→ **Exercise aim**
Can you render every line of the entries below as a Markdown table with two columns, Row and Line, where Row holds the row number, and leave out blank lines?

→ **Supplied data**
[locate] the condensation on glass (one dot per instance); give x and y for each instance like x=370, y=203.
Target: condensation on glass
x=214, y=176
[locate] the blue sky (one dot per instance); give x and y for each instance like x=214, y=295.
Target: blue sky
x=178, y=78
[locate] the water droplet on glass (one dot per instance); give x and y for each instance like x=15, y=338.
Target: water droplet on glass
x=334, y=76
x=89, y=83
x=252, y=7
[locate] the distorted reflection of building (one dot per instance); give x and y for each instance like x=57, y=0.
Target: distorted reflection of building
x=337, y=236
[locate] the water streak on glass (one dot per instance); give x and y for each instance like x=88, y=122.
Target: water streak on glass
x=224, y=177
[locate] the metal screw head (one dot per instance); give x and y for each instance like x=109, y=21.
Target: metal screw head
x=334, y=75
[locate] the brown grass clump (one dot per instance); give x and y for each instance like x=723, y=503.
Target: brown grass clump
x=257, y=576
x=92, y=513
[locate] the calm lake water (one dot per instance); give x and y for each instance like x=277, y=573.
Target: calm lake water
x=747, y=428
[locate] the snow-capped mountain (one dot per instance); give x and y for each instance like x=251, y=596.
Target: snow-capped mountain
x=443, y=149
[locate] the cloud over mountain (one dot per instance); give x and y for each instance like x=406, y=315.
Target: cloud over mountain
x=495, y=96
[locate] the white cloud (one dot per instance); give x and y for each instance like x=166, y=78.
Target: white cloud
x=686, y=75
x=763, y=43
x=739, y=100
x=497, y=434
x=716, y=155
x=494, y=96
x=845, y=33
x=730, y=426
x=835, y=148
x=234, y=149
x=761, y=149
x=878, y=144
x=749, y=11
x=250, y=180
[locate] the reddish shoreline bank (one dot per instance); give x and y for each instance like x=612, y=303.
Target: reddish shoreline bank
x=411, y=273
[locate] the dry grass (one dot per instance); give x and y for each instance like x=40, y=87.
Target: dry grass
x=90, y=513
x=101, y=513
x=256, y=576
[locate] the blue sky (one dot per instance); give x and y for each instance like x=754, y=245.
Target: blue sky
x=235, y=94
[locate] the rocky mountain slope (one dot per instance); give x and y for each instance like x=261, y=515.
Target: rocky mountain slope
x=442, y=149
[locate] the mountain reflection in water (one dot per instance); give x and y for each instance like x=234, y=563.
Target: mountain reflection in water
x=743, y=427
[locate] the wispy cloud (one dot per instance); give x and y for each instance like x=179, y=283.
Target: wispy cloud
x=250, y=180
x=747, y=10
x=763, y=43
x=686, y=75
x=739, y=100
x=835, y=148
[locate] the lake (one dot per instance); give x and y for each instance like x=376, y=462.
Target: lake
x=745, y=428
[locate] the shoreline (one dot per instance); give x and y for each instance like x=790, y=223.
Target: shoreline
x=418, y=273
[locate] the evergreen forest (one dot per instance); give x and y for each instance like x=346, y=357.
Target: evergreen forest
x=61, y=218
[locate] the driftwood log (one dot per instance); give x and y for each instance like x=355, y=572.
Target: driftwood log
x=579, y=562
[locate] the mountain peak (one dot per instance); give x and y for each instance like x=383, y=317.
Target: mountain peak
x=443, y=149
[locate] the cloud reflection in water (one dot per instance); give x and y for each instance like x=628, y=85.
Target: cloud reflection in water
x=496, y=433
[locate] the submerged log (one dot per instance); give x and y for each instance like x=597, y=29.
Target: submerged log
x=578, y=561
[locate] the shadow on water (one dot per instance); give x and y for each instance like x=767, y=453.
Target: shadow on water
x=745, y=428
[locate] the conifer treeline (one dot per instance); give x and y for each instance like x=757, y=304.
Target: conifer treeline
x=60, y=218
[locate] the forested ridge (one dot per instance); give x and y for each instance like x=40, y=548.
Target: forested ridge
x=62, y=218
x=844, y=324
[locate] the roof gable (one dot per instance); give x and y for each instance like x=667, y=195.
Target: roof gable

→ **Response**
| Row | Line |
|---|---|
| 1 | [locate] the condensation on glass (one dot per instance); give x and y for each instance like x=370, y=203. |
| 2 | Target: condensation on glass |
| 3 | x=214, y=176 |
| 4 | [locate] the blue sky (one dot per instance); give x and y for each instance like x=214, y=295. |
| 5 | Target: blue sky |
| 6 | x=178, y=78 |
| 7 | [locate] the water droplet on glass (one dot per instance); give x and y for each instance like x=15, y=338. |
| 8 | Target: water droplet on glass |
| 9 | x=334, y=76 |
| 10 | x=89, y=83 |
| 11 | x=252, y=7 |
| 12 | [locate] the distorted reflection of building (one dot per instance); give x and y for each instance like x=57, y=0. |
| 13 | Target: distorted reflection of building |
| 14 | x=337, y=236 |
| 15 | [locate] the water streak on glass (one dot per instance); give x and y for each instance like x=88, y=122. |
| 16 | Target: water streak on glass |
| 17 | x=224, y=177 |
| 18 | [locate] the metal screw head (one dot per instance); give x and y for each instance like x=109, y=21. |
| 19 | Target: metal screw head |
| 20 | x=334, y=75 |
| 21 | [locate] the brown grass clump (one dot per instance); give x and y for each instance like x=723, y=503. |
| 22 | Target: brown grass clump |
| 23 | x=257, y=576 |
| 24 | x=92, y=513 |
| 25 | [locate] the calm lake water (one dot per instance); give x and y for each instance like x=277, y=573. |
| 26 | Target: calm lake water |
| 27 | x=747, y=428 |
| 28 | [locate] the snow-capped mountain (one dot per instance); give x and y for each instance like x=251, y=596. |
| 29 | Target: snow-capped mountain |
| 30 | x=443, y=149 |
| 31 | [locate] the cloud over mountain (one dot per instance); give x and y for each instance like x=406, y=315. |
| 32 | Target: cloud over mountain |
| 33 | x=495, y=96 |
| 34 | [locate] the white cloud (one dot per instance); give x and y for each instance like x=166, y=78. |
| 35 | Target: white cloud |
| 36 | x=686, y=75 |
| 37 | x=763, y=43 |
| 38 | x=739, y=100 |
| 39 | x=497, y=434 |
| 40 | x=716, y=155 |
| 41 | x=494, y=96 |
| 42 | x=845, y=33 |
| 43 | x=730, y=426 |
| 44 | x=835, y=148 |
| 45 | x=234, y=149 |
| 46 | x=761, y=149 |
| 47 | x=878, y=144 |
| 48 | x=749, y=11 |
| 49 | x=250, y=180 |
| 50 | [locate] the reddish shoreline bank (one dot per instance); give x and y for each instance like x=612, y=303. |
| 51 | Target: reddish shoreline bank |
| 52 | x=411, y=273 |
| 53 | [locate] the dry grass (one dot per instance); give x and y for each instance like x=40, y=87. |
| 54 | Target: dry grass |
| 55 | x=90, y=513 |
| 56 | x=101, y=513 |
| 57 | x=256, y=576 |
| 58 | [locate] the blue sky (one dot per instance); give x and y for each instance like x=754, y=245. |
| 59 | Target: blue sky |
| 60 | x=235, y=94 |
| 61 | [locate] the rocky mountain slope (one dot per instance); give x and y for each instance like x=261, y=515. |
| 62 | Target: rocky mountain slope |
| 63 | x=442, y=149 |
| 64 | [locate] the mountain reflection in water (one dot per instance); give x and y for each instance like x=234, y=563. |
| 65 | Target: mountain reflection in water |
| 66 | x=743, y=427 |
| 67 | [locate] the wispy cloud (one dot per instance); give x and y for each instance like x=179, y=283. |
| 68 | Target: wispy cloud |
| 69 | x=250, y=180 |
| 70 | x=747, y=10 |
| 71 | x=763, y=43 |
| 72 | x=686, y=75 |
| 73 | x=739, y=100 |
| 74 | x=835, y=148 |
| 75 | [locate] the lake (one dot per instance); give x and y for each instance like x=376, y=462. |
| 76 | Target: lake |
| 77 | x=745, y=428 |
| 78 | [locate] the shoreline (one dot per instance); give x and y for each instance like x=790, y=223. |
| 79 | Target: shoreline |
| 80 | x=418, y=273 |
| 81 | [locate] the evergreen forest (one dot per instance); give x and y for each instance like x=346, y=357. |
| 82 | Target: evergreen forest |
| 83 | x=61, y=218 |
| 84 | [locate] the driftwood log (one dot per instance); give x and y for each instance like x=355, y=572. |
| 85 | Target: driftwood log |
| 86 | x=579, y=562 |
| 87 | [locate] the mountain peak (one dot per instance); give x and y for each instance like x=383, y=317. |
| 88 | Target: mountain peak |
| 89 | x=443, y=149 |
| 90 | [locate] the cloud reflection in water (one dot per instance); give x and y for each instance like x=628, y=85. |
| 91 | Target: cloud reflection in water |
| 92 | x=496, y=433 |
| 93 | [locate] the submerged log (one dot per instance); give x and y for each instance like x=597, y=29. |
| 94 | Target: submerged log |
| 95 | x=578, y=561 |
| 96 | [locate] the shadow on water (one dot per instance); give x and y for each instance like x=767, y=453. |
| 97 | Target: shadow on water |
| 98 | x=745, y=428 |
| 99 | [locate] the conifer treeline (one dot per instance); give x and y for each instance like x=757, y=304. |
| 100 | Target: conifer treeline |
| 101 | x=60, y=218 |
| 102 | [locate] the forested ridge (one dot per instance); give x and y for each instance like x=40, y=548. |
| 103 | Target: forested ridge |
| 104 | x=62, y=218 |
| 105 | x=844, y=324 |
| 106 | [locate] the roof gable (one dot per instance); give x and y for each instance like x=667, y=195. |
| 107 | Target: roof gable |